start
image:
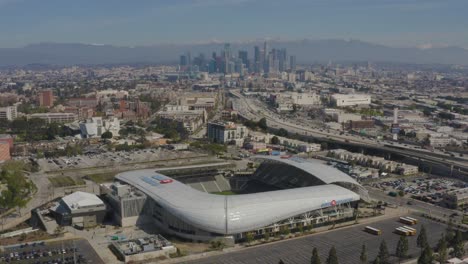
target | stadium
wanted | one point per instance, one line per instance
(303, 193)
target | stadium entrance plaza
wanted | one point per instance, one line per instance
(348, 241)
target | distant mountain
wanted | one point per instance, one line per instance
(307, 51)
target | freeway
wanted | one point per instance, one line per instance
(414, 205)
(249, 110)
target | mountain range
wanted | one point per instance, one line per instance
(306, 51)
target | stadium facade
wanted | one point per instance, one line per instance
(181, 210)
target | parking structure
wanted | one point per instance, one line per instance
(60, 252)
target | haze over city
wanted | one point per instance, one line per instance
(234, 131)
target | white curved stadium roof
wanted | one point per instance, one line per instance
(235, 213)
(323, 172)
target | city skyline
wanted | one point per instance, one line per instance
(394, 23)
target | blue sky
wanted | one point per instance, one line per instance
(146, 22)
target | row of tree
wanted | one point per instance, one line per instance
(34, 129)
(18, 187)
(451, 238)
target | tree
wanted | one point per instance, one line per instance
(249, 238)
(383, 256)
(332, 257)
(458, 245)
(262, 124)
(402, 248)
(426, 256)
(363, 256)
(324, 145)
(422, 238)
(275, 140)
(107, 135)
(315, 257)
(376, 260)
(442, 250)
(450, 232)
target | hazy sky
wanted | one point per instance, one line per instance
(146, 22)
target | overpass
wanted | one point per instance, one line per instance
(249, 110)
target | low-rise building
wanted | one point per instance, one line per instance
(457, 199)
(191, 120)
(96, 126)
(374, 162)
(55, 117)
(126, 201)
(8, 113)
(226, 132)
(341, 100)
(79, 209)
(4, 151)
(143, 249)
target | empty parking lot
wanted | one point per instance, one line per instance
(348, 242)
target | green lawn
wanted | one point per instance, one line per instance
(64, 181)
(226, 193)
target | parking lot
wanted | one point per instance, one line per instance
(110, 159)
(348, 243)
(427, 189)
(66, 252)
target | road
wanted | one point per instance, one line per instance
(347, 241)
(414, 205)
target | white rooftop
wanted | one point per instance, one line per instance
(79, 200)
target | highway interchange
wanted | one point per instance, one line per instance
(252, 110)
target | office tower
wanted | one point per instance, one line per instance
(243, 55)
(282, 60)
(183, 60)
(257, 59)
(292, 63)
(46, 98)
(189, 59)
(212, 66)
(227, 57)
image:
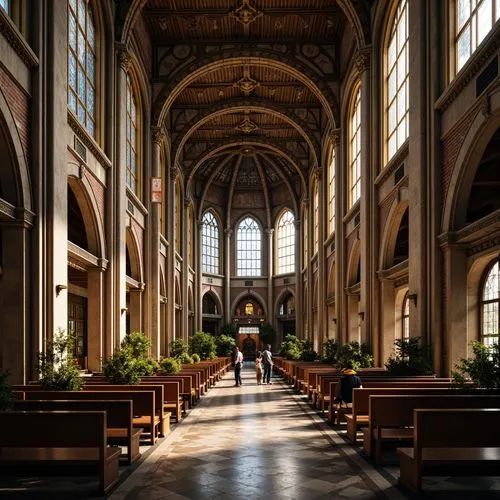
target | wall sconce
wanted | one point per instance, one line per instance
(413, 298)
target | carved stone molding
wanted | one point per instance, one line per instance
(124, 57)
(10, 32)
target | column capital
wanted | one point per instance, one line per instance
(363, 59)
(124, 57)
(157, 135)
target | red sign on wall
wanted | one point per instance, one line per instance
(156, 190)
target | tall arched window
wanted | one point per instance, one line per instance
(248, 248)
(405, 318)
(473, 20)
(331, 193)
(132, 139)
(210, 244)
(316, 217)
(82, 64)
(490, 305)
(397, 103)
(355, 150)
(286, 243)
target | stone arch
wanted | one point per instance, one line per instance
(206, 155)
(471, 151)
(17, 174)
(391, 228)
(260, 57)
(134, 253)
(242, 105)
(88, 205)
(254, 295)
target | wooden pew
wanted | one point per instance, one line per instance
(119, 419)
(360, 403)
(38, 437)
(466, 440)
(391, 417)
(143, 404)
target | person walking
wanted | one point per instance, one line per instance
(238, 363)
(267, 361)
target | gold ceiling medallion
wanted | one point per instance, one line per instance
(247, 126)
(246, 13)
(246, 84)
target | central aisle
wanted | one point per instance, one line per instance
(250, 442)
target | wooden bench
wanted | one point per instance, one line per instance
(143, 404)
(391, 417)
(61, 437)
(119, 419)
(466, 441)
(360, 403)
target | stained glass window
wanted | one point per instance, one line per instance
(474, 19)
(132, 139)
(316, 217)
(248, 248)
(490, 302)
(355, 150)
(331, 193)
(406, 318)
(210, 244)
(82, 64)
(397, 82)
(286, 243)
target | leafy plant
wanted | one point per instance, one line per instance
(308, 353)
(355, 353)
(203, 344)
(169, 366)
(267, 334)
(185, 359)
(6, 396)
(291, 347)
(178, 347)
(483, 370)
(225, 345)
(230, 330)
(57, 367)
(410, 358)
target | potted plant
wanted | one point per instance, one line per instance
(57, 367)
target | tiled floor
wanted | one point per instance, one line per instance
(253, 442)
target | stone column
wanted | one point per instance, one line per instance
(227, 274)
(95, 313)
(157, 137)
(363, 67)
(340, 264)
(15, 317)
(120, 198)
(270, 270)
(298, 279)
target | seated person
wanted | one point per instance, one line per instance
(343, 389)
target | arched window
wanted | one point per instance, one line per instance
(82, 64)
(286, 243)
(490, 305)
(132, 139)
(355, 150)
(316, 217)
(331, 193)
(248, 248)
(397, 81)
(405, 318)
(210, 244)
(473, 20)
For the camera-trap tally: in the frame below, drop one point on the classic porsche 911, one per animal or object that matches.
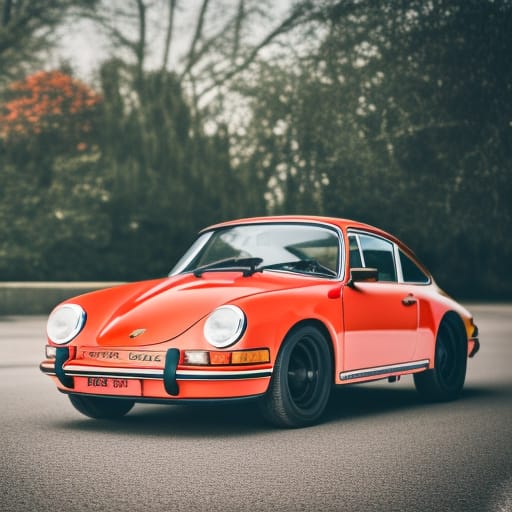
(276, 309)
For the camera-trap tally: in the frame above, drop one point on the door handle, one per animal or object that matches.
end
• _WORK REQUIRED_: Take the line that contains "target | central aisle" and every line after it to the end of the records above; quote them exactly, leaving out the pictures.

• _RESULT FOR THIS EXERCISE_:
target | central aisle
wanted | one point per instance, one line per instance
(250, 442)
target | wooden bench
wanted | one point per instance, one line per instance
(143, 404)
(391, 417)
(61, 437)
(119, 419)
(466, 441)
(360, 403)
target | stained glass window
wanted | one point per instance, one line per instance
(474, 19)
(132, 139)
(316, 217)
(248, 248)
(490, 302)
(355, 150)
(331, 193)
(406, 318)
(210, 244)
(82, 64)
(397, 82)
(286, 243)
target | leafy plant
wanted | one point per instance, one line per instance
(308, 353)
(355, 353)
(203, 344)
(169, 366)
(267, 334)
(185, 359)
(6, 396)
(291, 347)
(178, 347)
(483, 370)
(225, 345)
(230, 330)
(57, 367)
(410, 358)
target | potted plant
wanted | one point per instance, one line per instance
(57, 367)
target | tiled floor
wanted | one point per instance, one line per instance
(253, 442)
target | stone column
wanted | one point per instance, one line per instance
(227, 274)
(95, 313)
(157, 137)
(363, 67)
(340, 264)
(15, 317)
(120, 198)
(270, 270)
(298, 279)
target | seated person
wanted | one point per instance, one line per instance
(343, 389)
target | arched window
wanted | one point per instance, one line per instance
(82, 64)
(286, 243)
(490, 305)
(132, 139)
(355, 150)
(316, 217)
(331, 193)
(248, 248)
(397, 81)
(405, 318)
(210, 244)
(473, 20)
For the camera-trap tally: in the frame below, drop one point on the classic porsche 911, one per animal or object that matches.
(276, 309)
For the camera-trap tally: in the frame above, drop one point on the door handle, one per animal or object that matches.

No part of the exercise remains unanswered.